**THE TASKS**:
a. According to the G4003G forum post, what did the writer use as the base for the D1-5 mount?
b. Say whether each statement agrees with the G4003G forum post, answering yes or no and quoting the words of the post that decide it. (i) Before this lathe, the writer's last experience with a lathe was in 8th grade. (ii) The drain adapter was made from gray iron. (iii) The center of the base was drilled and tapped for a 1"x8tpi thread.
c. List every material the G4003G forum post names as something an object was made from.

**SOURCE EXCERPT**:
# The first projects on my G4003G



## dave2176 (Oct 6, 2013)

I thought I would post some pictures of what I have been doing with my lathe but first the disclaimer. This is the first metal lathe I have owned and my first experience with one since 8th grade when we made a cannon out of aluminum.

This first picture and project is an adapter from 6061 to adapt from a bar sink flange in the drip pan to the 3/4" drain hose on my coolant tank. I think a second drain would be useful.



Next I wanted to come up with a repeatable accurate method to connect 1"x8tpi female thread objects so they can be completed. I used a piece of 6" gray iron for the base for the D1-5 mount, drilled and tapped for the camlocks and drilled/tapped a 1-1/2"x16tpi in the center for various adapters. This adapter is 1x8 I'll also want to use 1-1/4"x8 objects.

**MATERIAL SUPPLIED**:
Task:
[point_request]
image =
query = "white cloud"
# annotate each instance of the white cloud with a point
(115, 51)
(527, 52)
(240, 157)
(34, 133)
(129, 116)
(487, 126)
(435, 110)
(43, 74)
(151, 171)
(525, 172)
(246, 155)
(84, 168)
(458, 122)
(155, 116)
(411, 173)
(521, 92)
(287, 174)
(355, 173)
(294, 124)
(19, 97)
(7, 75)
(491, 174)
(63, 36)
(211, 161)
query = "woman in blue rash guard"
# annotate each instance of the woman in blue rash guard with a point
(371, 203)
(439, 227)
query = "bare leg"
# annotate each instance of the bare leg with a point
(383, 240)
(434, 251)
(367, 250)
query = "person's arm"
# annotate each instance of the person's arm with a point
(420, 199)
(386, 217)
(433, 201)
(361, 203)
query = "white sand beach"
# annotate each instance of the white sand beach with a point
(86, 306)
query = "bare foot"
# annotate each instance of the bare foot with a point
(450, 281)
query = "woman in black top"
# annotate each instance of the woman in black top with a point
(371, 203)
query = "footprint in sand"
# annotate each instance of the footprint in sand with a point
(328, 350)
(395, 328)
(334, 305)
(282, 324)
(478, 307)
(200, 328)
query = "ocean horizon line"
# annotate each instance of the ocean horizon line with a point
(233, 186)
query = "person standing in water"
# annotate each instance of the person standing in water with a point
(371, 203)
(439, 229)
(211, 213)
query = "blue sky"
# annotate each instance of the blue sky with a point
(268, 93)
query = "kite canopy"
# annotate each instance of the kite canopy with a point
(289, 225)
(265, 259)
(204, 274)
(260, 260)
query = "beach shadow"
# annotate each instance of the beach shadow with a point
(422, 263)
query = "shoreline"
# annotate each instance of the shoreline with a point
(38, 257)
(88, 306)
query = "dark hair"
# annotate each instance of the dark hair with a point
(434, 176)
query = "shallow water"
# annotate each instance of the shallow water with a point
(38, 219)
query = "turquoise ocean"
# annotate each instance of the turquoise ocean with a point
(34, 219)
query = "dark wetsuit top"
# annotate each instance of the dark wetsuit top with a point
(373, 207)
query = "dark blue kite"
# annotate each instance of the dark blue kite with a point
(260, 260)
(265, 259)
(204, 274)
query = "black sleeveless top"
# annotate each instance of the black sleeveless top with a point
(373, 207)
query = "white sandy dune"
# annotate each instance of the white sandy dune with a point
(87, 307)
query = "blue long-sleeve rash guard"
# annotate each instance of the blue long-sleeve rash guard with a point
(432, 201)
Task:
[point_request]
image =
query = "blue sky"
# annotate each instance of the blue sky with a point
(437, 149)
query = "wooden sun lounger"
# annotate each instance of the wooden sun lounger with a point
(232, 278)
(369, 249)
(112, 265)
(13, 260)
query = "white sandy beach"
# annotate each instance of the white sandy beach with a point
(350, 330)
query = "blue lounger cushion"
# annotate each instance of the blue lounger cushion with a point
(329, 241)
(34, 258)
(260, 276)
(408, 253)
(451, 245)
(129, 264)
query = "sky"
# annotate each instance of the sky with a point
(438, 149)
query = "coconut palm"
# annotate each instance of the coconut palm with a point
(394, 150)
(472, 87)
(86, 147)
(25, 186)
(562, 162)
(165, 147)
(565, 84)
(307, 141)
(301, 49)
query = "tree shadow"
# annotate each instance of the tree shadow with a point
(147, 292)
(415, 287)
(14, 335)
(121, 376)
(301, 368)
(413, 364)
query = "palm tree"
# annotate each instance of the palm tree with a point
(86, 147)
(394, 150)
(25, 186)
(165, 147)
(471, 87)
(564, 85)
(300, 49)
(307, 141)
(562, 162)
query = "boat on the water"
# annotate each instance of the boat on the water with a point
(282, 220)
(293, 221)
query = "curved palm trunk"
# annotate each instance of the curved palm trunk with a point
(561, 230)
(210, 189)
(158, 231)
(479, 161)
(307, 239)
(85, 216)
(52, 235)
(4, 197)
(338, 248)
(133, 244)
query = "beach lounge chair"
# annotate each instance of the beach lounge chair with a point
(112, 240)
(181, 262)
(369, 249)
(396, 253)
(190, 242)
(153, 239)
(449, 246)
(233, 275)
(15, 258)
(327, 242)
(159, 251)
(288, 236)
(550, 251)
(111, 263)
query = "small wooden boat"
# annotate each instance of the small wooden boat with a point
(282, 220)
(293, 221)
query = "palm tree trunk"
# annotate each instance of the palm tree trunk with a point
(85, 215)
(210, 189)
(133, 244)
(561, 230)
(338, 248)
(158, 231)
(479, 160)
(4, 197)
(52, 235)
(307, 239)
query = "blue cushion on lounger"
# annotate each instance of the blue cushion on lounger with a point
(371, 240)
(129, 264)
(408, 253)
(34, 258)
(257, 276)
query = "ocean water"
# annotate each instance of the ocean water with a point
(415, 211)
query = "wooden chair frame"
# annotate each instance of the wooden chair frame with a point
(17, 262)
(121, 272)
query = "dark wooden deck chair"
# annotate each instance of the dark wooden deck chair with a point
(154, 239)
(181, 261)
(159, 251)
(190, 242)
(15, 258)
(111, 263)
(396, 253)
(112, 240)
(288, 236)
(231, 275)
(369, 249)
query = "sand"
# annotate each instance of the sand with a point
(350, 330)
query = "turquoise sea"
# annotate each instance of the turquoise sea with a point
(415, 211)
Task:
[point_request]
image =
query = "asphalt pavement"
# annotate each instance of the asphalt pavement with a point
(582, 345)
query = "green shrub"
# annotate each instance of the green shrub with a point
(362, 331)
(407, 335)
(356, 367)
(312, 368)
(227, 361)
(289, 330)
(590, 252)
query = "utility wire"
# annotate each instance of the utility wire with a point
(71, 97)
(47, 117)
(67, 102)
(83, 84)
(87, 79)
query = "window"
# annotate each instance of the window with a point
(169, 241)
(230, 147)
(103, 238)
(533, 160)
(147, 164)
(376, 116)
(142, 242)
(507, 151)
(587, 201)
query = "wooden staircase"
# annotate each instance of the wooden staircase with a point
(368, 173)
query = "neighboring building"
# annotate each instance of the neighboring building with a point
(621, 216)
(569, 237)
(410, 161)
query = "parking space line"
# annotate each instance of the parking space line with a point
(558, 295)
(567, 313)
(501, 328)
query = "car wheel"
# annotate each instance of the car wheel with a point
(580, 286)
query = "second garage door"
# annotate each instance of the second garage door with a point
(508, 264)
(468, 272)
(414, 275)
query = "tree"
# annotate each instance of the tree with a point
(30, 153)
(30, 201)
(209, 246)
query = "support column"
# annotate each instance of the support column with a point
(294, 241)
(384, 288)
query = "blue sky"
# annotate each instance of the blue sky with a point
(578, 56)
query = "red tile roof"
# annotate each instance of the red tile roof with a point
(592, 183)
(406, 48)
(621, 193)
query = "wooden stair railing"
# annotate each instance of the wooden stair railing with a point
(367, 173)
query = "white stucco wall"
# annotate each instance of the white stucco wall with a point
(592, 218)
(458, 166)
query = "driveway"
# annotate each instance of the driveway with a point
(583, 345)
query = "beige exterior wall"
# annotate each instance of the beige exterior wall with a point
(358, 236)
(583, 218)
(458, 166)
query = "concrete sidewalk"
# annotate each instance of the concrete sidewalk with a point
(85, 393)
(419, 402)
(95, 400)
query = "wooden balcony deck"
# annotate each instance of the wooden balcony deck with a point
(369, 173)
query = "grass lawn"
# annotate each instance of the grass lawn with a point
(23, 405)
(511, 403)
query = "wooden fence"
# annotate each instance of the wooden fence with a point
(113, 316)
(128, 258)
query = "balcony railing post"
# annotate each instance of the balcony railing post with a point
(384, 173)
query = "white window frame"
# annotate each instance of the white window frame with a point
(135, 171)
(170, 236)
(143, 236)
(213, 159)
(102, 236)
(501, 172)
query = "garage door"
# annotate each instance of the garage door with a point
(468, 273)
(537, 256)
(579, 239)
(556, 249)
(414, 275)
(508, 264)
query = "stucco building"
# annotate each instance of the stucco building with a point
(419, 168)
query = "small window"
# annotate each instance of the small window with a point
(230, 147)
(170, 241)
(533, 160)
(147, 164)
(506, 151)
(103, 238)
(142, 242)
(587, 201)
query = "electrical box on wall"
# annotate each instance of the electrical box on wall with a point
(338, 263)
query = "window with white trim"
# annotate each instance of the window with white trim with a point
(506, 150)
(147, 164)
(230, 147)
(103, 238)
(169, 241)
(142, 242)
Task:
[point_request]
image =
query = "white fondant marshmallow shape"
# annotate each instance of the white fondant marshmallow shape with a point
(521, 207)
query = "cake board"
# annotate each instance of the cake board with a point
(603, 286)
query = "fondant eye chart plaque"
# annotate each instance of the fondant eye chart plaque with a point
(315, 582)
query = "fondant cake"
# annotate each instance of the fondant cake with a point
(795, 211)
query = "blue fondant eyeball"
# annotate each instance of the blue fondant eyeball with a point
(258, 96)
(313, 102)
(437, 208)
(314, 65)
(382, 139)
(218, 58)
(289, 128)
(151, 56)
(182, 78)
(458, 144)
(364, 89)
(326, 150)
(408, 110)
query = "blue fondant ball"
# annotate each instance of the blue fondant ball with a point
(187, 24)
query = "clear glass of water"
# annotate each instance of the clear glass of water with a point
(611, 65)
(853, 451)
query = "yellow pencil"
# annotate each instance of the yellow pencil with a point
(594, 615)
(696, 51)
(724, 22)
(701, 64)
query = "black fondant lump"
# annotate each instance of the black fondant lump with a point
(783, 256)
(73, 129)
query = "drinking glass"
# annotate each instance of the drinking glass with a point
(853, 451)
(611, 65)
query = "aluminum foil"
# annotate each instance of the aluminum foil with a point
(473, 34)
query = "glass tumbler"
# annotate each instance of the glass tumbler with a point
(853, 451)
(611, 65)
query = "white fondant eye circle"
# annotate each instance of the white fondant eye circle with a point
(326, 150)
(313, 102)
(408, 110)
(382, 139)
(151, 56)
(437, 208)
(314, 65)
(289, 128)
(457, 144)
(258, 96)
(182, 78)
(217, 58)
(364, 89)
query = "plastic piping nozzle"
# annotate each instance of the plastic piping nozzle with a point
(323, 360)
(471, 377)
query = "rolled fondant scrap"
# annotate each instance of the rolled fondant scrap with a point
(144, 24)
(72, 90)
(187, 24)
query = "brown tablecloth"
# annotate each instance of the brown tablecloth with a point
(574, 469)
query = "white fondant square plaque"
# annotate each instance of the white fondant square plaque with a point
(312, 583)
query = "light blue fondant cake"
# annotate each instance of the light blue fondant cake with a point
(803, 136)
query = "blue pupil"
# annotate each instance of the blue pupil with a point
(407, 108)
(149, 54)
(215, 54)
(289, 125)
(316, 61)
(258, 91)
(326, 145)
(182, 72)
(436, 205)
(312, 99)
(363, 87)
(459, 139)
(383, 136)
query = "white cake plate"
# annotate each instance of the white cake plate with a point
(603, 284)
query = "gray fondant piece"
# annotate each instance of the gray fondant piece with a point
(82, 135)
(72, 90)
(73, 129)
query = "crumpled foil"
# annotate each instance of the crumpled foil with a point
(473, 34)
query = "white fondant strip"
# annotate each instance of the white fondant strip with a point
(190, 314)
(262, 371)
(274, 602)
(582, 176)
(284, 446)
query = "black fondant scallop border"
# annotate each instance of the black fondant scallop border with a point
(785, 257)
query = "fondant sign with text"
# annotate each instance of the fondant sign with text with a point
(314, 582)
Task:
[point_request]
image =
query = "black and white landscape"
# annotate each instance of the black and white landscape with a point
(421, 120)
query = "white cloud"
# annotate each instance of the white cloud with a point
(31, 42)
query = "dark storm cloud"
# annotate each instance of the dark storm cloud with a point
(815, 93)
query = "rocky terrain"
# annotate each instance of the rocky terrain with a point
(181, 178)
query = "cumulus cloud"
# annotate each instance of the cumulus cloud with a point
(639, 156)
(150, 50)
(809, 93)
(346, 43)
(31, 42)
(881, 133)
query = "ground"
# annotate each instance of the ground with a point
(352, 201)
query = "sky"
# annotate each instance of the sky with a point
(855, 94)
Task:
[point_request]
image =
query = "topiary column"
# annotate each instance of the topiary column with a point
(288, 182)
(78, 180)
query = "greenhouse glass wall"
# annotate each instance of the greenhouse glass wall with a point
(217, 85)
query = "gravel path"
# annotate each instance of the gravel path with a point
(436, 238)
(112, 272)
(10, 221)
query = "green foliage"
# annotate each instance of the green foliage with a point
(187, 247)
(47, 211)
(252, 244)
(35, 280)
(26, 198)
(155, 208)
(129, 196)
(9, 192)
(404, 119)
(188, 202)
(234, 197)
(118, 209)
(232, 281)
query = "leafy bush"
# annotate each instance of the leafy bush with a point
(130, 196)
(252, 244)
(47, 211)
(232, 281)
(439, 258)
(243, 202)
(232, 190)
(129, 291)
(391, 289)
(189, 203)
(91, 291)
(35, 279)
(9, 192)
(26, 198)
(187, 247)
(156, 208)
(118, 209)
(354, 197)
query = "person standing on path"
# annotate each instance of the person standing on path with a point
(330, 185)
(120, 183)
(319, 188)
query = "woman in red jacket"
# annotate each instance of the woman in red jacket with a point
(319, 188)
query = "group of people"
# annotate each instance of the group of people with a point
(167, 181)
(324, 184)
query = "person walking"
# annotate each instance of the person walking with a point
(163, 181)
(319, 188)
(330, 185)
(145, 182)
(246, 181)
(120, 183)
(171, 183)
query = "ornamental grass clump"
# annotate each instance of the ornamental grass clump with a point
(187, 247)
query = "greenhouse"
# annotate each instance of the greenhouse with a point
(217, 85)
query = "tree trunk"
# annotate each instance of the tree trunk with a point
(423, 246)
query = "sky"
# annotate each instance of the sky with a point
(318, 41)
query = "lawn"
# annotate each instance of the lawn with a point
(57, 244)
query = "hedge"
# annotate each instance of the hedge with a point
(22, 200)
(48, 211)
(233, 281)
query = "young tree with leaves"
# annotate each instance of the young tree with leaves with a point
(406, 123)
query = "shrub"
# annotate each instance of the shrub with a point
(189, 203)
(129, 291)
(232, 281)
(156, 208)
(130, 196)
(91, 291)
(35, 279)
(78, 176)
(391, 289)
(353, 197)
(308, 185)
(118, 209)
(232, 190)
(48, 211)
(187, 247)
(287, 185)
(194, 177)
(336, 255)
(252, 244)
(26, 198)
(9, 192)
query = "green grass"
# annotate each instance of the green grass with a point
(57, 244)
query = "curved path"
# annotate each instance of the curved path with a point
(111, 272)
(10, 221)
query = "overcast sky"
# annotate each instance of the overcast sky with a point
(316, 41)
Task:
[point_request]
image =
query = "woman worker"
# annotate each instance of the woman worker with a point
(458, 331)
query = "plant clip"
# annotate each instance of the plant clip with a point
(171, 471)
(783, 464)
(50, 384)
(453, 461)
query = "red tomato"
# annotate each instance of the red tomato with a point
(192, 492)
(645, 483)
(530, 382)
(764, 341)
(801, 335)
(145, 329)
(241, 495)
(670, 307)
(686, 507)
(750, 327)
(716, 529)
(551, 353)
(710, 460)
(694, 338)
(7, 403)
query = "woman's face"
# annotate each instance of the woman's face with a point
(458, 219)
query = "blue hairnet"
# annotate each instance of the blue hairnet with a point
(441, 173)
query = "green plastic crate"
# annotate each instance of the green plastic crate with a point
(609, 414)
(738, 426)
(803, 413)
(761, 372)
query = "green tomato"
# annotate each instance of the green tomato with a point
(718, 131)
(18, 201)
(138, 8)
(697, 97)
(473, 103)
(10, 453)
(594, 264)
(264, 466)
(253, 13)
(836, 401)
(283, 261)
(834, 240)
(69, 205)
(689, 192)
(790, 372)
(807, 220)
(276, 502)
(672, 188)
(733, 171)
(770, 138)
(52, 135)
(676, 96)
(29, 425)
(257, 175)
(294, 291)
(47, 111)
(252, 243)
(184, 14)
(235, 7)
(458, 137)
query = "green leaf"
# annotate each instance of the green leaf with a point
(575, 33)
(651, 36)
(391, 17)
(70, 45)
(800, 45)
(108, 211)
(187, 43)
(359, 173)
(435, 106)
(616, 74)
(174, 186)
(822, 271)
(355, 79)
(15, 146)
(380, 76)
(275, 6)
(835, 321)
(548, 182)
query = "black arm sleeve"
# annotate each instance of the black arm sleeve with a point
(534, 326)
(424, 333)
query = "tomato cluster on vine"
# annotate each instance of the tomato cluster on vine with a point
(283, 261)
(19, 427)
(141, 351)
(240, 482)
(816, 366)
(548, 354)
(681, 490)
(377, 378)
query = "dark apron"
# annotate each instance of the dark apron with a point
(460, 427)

**EXPECTED OUTPUTS**:
a. A piece of 6" gray iron.

b.
(i) Yes: "my first experience with one since 8th grade when we made a cannon out of aluminum."
(ii) No: "an adapter from 6061"
(iii) No: "drilled/tapped a 1-1/2"x16tpi in the center"

c. Aluminum, 6061, gray iron